__ENUNCIADO DO EXERCÍCIO__
Responda com base no texto sobre sogras e madrastas:
1. Quantos leitores Machado de Assis disse que teria?
2. Qual é o nome do sogro do professor Nelson Rios?
3. Em que forma será escrito o texto sobre o sogro?

Sobre sogras e
madrastas
Elmar Carvalho
O grande
Machado de Assis disse que teria meia dúzia de leitores. Ora, se Machado que
era o Machado dizia isso, que direi eu? Bem, o fato é que um de meus poucos
leitores, no caso o professor Nelson Rios, de Regeneração, dizendo que amanhã
será o dia do sogro, e que ele gosta muito do seu, o senhor Raimundo Rodrigues
Coimbra, pediu-me escrevesse alguma coisa sobre esse nosso parente por
afinidade.
Inicialmente,
devo dizer que nunca fui dado a escrever poemas de circunstância ou a pedido.
Nunca tive habilidade para isso, mas desta feita abrirei uma exceção, mesmo
porque o texto será em prosa. Por falar em parente por afinidade, se realmente
houvesse afinidade, entre genro e sogro, sem dúvida seria uma grande dádiva e
bênção. E se houvesse amizade, melhor ainda.
O fato é que
não escolhemos nossos parentes, simplesmente nascemos em determinada família.

__DADOS APRESENTADOS__
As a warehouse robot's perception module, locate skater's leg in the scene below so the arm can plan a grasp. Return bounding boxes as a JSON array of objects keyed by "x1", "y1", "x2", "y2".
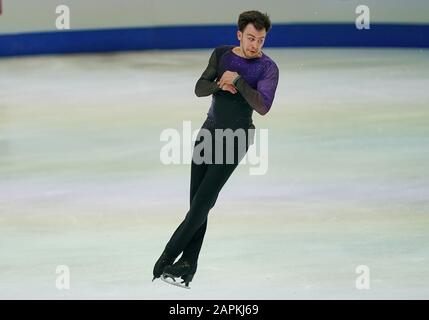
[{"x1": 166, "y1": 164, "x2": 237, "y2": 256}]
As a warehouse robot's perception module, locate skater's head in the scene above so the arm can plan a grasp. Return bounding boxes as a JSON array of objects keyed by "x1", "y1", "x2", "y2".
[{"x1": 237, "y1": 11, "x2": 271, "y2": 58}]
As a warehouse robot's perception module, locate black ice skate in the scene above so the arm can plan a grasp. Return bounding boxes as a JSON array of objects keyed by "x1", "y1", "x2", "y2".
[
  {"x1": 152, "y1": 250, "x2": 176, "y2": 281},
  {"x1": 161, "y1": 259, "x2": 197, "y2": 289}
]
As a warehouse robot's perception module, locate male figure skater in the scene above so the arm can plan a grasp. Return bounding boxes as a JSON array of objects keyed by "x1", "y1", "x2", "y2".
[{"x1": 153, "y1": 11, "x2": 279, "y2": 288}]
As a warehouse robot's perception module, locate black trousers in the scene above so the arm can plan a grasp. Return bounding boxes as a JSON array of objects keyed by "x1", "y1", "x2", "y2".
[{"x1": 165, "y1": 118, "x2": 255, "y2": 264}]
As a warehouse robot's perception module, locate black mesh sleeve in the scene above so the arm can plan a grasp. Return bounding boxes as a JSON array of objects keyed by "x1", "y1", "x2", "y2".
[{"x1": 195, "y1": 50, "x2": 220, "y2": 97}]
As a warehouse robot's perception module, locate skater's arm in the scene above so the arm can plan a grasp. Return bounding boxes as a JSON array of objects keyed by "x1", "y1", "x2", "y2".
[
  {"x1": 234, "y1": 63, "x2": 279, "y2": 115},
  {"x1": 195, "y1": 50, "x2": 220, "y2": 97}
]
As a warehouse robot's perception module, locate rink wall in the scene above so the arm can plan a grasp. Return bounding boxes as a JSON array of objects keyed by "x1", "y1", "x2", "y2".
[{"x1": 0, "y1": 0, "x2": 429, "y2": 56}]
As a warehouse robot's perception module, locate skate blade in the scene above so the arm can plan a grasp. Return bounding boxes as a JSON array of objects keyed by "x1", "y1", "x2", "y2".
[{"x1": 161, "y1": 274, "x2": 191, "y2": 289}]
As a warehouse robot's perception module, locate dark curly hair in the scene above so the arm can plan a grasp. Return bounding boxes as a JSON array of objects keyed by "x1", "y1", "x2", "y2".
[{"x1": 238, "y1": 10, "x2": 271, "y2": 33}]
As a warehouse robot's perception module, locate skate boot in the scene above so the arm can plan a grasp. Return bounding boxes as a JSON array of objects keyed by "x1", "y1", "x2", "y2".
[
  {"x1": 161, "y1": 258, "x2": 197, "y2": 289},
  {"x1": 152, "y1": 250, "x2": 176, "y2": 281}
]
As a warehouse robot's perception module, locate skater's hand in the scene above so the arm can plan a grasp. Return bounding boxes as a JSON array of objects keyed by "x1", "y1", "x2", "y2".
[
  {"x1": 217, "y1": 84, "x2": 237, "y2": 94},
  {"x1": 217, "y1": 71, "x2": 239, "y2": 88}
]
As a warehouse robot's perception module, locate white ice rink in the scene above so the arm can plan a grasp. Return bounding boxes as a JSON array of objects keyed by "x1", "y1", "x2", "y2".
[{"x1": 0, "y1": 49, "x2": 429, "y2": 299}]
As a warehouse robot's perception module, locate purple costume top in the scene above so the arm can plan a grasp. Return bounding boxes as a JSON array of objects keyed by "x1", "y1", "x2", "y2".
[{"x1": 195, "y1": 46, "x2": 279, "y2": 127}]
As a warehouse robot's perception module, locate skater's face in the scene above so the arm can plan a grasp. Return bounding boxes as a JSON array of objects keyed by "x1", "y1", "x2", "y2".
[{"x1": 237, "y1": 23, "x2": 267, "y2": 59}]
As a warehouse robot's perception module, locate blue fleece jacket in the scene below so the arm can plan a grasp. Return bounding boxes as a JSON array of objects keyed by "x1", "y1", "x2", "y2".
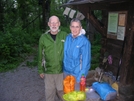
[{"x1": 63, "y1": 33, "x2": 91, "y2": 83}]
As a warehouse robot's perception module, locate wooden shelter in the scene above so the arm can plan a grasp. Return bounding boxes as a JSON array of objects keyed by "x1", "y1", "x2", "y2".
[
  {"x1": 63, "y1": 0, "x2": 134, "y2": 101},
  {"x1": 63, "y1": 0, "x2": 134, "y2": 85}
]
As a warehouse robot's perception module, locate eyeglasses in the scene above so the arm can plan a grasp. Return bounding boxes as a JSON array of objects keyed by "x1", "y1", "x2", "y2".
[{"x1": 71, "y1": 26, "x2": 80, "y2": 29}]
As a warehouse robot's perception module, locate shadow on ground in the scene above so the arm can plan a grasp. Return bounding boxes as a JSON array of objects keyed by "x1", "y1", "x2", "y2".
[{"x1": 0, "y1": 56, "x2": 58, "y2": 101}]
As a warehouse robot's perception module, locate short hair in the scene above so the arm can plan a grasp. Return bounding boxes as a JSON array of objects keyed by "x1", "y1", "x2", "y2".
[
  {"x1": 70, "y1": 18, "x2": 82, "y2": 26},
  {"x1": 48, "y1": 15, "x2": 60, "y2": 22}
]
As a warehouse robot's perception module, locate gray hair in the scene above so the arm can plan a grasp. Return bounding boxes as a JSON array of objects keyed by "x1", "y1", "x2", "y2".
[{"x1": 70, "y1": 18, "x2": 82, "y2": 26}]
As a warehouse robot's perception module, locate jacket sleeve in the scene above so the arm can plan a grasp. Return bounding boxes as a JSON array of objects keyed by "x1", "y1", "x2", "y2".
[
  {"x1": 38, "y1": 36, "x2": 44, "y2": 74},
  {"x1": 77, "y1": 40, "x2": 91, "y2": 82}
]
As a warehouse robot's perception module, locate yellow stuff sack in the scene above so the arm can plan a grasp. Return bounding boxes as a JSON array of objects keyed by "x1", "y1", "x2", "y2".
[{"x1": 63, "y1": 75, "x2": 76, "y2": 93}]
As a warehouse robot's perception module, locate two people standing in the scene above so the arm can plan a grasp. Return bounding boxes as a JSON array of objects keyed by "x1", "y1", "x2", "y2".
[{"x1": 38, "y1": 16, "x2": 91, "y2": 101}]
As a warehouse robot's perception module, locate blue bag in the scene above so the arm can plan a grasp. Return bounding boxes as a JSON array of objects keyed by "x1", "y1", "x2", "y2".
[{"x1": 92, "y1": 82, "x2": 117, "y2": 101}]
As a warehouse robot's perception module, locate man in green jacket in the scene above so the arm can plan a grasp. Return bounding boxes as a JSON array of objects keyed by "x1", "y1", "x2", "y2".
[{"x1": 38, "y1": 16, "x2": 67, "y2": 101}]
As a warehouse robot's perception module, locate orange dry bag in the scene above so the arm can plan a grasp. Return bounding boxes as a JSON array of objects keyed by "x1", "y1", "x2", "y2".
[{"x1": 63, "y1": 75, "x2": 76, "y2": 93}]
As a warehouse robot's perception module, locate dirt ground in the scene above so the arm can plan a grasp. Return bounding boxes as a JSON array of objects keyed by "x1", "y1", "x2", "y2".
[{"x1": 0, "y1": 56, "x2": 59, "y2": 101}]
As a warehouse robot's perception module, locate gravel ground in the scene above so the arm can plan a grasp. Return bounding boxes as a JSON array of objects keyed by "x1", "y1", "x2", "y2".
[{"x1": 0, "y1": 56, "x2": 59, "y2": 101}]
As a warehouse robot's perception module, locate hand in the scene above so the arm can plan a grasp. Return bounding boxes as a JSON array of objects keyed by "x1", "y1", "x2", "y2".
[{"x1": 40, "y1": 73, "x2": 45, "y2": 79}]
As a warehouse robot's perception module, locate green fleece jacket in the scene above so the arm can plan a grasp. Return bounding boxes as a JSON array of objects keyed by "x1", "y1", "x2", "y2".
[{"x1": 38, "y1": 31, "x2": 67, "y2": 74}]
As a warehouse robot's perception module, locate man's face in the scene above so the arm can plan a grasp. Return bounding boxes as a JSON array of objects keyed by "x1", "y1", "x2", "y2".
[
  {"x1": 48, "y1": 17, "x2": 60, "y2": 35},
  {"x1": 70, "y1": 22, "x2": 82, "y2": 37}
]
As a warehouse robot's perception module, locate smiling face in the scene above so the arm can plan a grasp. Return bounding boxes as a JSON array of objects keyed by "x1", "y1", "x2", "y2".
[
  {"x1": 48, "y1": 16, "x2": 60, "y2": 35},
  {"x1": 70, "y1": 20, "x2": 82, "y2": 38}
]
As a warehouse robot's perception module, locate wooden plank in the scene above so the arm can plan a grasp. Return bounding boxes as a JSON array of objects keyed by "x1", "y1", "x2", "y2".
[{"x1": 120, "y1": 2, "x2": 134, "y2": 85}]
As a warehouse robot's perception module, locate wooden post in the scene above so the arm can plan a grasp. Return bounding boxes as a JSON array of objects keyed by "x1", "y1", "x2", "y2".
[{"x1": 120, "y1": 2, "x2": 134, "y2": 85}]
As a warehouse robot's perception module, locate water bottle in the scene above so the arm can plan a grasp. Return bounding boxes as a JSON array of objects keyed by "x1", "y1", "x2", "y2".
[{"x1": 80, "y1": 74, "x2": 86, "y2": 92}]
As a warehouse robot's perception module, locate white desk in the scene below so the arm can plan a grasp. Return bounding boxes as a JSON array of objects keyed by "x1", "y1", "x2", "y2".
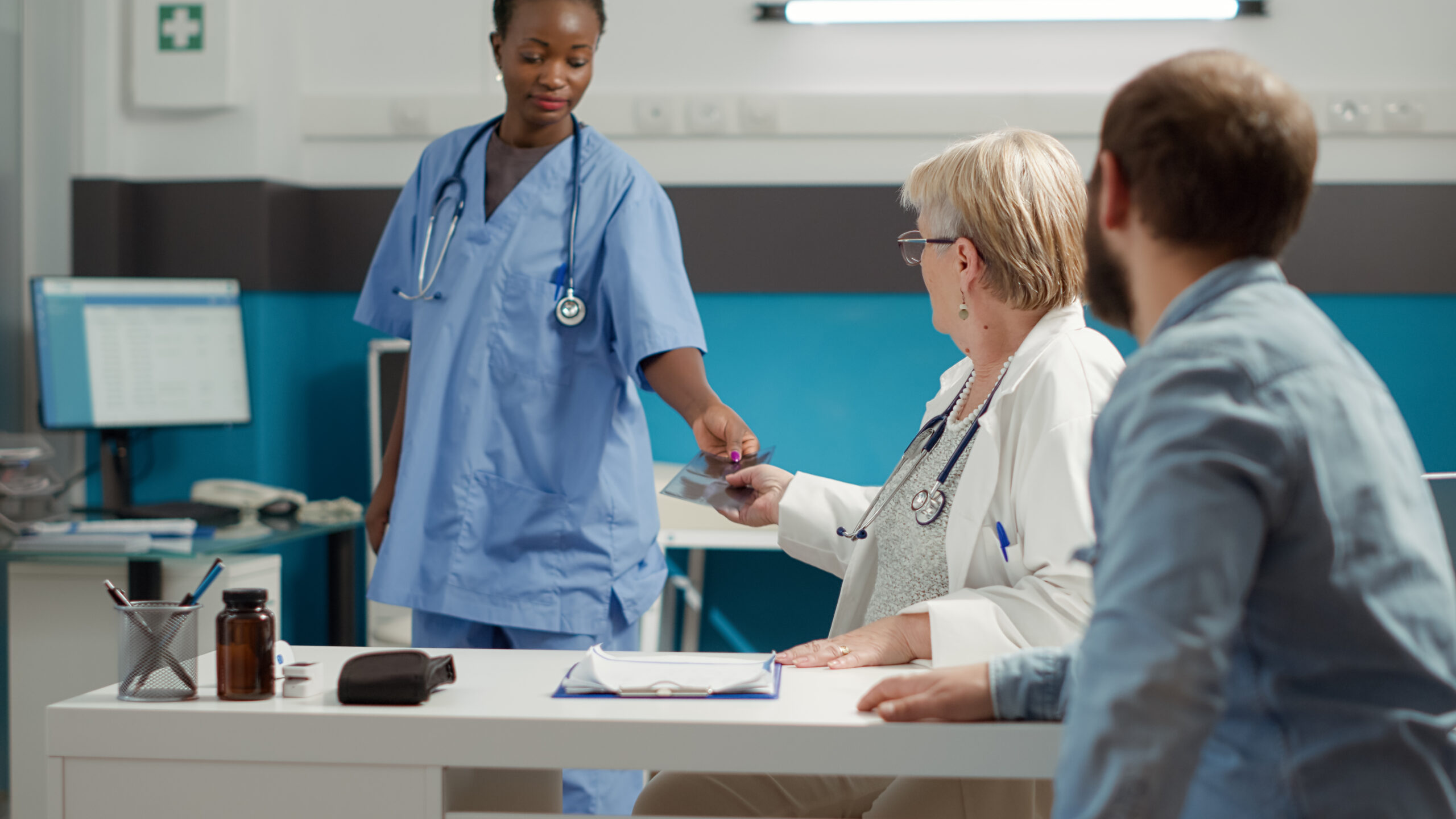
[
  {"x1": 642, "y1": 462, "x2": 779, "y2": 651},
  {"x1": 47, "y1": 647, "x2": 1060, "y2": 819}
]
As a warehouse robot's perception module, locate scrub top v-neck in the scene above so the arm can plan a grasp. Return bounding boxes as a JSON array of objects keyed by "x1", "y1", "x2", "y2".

__RESPOSTA ESCRITA__
1. Meia dúzia.
2. Raimundo Rodrigues Coimbra.
3. Em prosa.